→ **Given passage**:
Heather Hancock, deputy chair of the FSA, will take over from 1 April, replacing Tim Bennett.
“I am surprised that we are not moving faster on the Food Crime Unit. It is a bit symptomatic of the need to inject a bit more agility and pace into the agency,” she said.
“Whether that requires more resources to the agency or to others we are working with, I could not possibly say at the moment, but it will require, I am sure, some reallocation of resources.
“That has to be alongside the industry playing its part. I know that the industry, while making a commitment towards intelligence sharing, has not got very far with that yet. All these things have to move forward in tandem, but it needs to pick up pace.”
The FCU was set up to deal with food fraud and food crime as part of recommendations in Professor Chris Elliott's review, after the horsemeat scandal in 2013. The unit is headed by Andy Morling.
Hancock said the FCU also needs to speed up industry participation and it does not currently have the ‘full suite of powers it would need’ to prosecute.
“It could do it only in conjunction with other authorities,” she said.
“Some of the moves that have been made with the Sentencing Council to increase deterrents may or may not go far enough. It seems to have taken the best part of two years to get those sentencing deterrents enhanced to a point at which the public might think, “At least that looks like it is causing some pain. It’s an appropriate level of punishment.”
“I do not think that food crime is taken seriously enough by the criminal justice authorities in this country.”
She made the comments at a pre-appointment hearing by the parliamentary Health Committee and the Environment, Food and Rural Affairs Committee.
Anybody who said food safety risks are entirely avoidable would be deluding themselves, said Hancock.
“I still think that anybody who sits here and tells you that they can avoid all food safety risk is deluding themselves, but is it avoidable risk? I hope that we will have made a material difference on avoidable risk. There will still be risk that is unforeseen - that comes from left field and that nobody was on.”
When I went for the interview, I spoke to three industry chief executives on the producer, retailer and wholesaler side, one in each, about their experience of the Food Standards Agency and I was very surprised, in the light of horsemeat—one of those chief executives had been very closely involved in his company with the horsemeat issue—that not one of them reported on a direct conversation with the Food Standards Agency. That, to me, suggests that there is a lot to do on relationships - Heather Hancock
Hancock said it is inevitable that dealing with food safety issues is going to be reactive to some extent.
“I understand that most of the incidents that the agency deals with are notified to it. But how is the agency dealing with that immediate and ongoing challenge alongside dealing with the perpetual motion of the food system it operates in, with the impacts of climate change on food security, the kind of food we eat and risks such as new pathogens, for example?

→ **Information supplied**:
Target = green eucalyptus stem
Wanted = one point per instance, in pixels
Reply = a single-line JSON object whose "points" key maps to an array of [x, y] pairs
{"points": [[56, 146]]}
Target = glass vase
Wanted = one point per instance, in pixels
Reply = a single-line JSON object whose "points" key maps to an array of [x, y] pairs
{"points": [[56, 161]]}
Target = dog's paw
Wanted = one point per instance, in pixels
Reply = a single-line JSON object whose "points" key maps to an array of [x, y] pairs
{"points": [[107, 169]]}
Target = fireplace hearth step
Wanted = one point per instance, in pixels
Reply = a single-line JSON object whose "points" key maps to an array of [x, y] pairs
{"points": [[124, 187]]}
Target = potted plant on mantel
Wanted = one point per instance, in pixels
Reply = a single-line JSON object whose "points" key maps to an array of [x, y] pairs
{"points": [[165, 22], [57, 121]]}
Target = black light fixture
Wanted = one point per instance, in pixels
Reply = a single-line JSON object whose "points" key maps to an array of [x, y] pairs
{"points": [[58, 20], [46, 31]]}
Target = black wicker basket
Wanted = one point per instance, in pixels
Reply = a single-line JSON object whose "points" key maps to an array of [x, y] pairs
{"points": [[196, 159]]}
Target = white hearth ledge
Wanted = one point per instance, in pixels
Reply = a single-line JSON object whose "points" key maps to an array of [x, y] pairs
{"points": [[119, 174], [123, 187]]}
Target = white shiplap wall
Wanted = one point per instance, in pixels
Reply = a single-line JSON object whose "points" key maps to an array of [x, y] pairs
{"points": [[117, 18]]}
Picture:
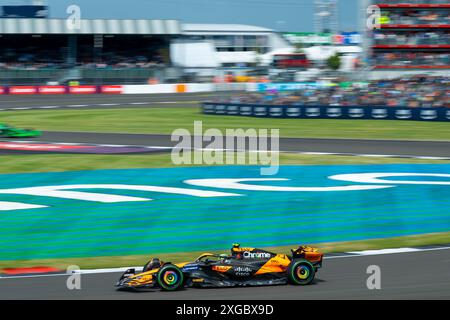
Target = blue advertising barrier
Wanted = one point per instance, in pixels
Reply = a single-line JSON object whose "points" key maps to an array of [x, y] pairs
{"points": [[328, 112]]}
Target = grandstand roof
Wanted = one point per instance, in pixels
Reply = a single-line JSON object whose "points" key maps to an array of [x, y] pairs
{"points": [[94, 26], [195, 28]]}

→ **What is expected**:
Continue the news article about Heather Hancock's pre-appointment hearing for the Food Standards Agency, starting right after its final sentence.

→ **Output for this task**:
“How is it impacting on technological change in the food sector? How is it impacting on perhaps different microbial or other kinds of foodborne disease challenges? Those are the three areas, at board level, where there are big strategic questions to answer.”
Food safety cannot be a competitive differentiator
Particular retailers comprehensively cover environment and sustainability performance but ‘not a peep’ about food safety, said Hancock.
“Why not? I do not know why not, but I think that there could be two reasons. Investors are not bothered, therefore it is not a board issue and the level of scrutiny that there needs to be is not happening, or they do not think that it impacts sufficiently on their consumers’ loyalty, trust, belief and willingness to buy.
“Both of those are things the Food Standards Agency can do something about. Both could drive a fundamentally different way in which the industry takes on its responsibility for food being safe. It is its responsibility.
“The agency can target its resources much more effectively on the rogues, the big risks, the unknowns, the horizon scanning, the smarter ways of working and keeping up to speed with the industry.
“Today is too late in this industry; we are in perpetual motion with it. Food safety is table stakes. It is not even a nice to have; it is absolutely essential. It cannot be a competitive differentiator.”
Hancock said the agency is looking at a 7% real-terms decrease in its Westminster budget and the local authority funding issue is of deep concern.
“The more difficult question for us is how we balance the need for that short-term budget management, which might be about further incremental reductions in staffing…or whether we can do a bit more partnership work with somebody, with the need to invest in more radical change - in what we do as a regulator, in the kinds of tools that we seek to develop and use and in the way that industry contributes towards the cost of regulation.”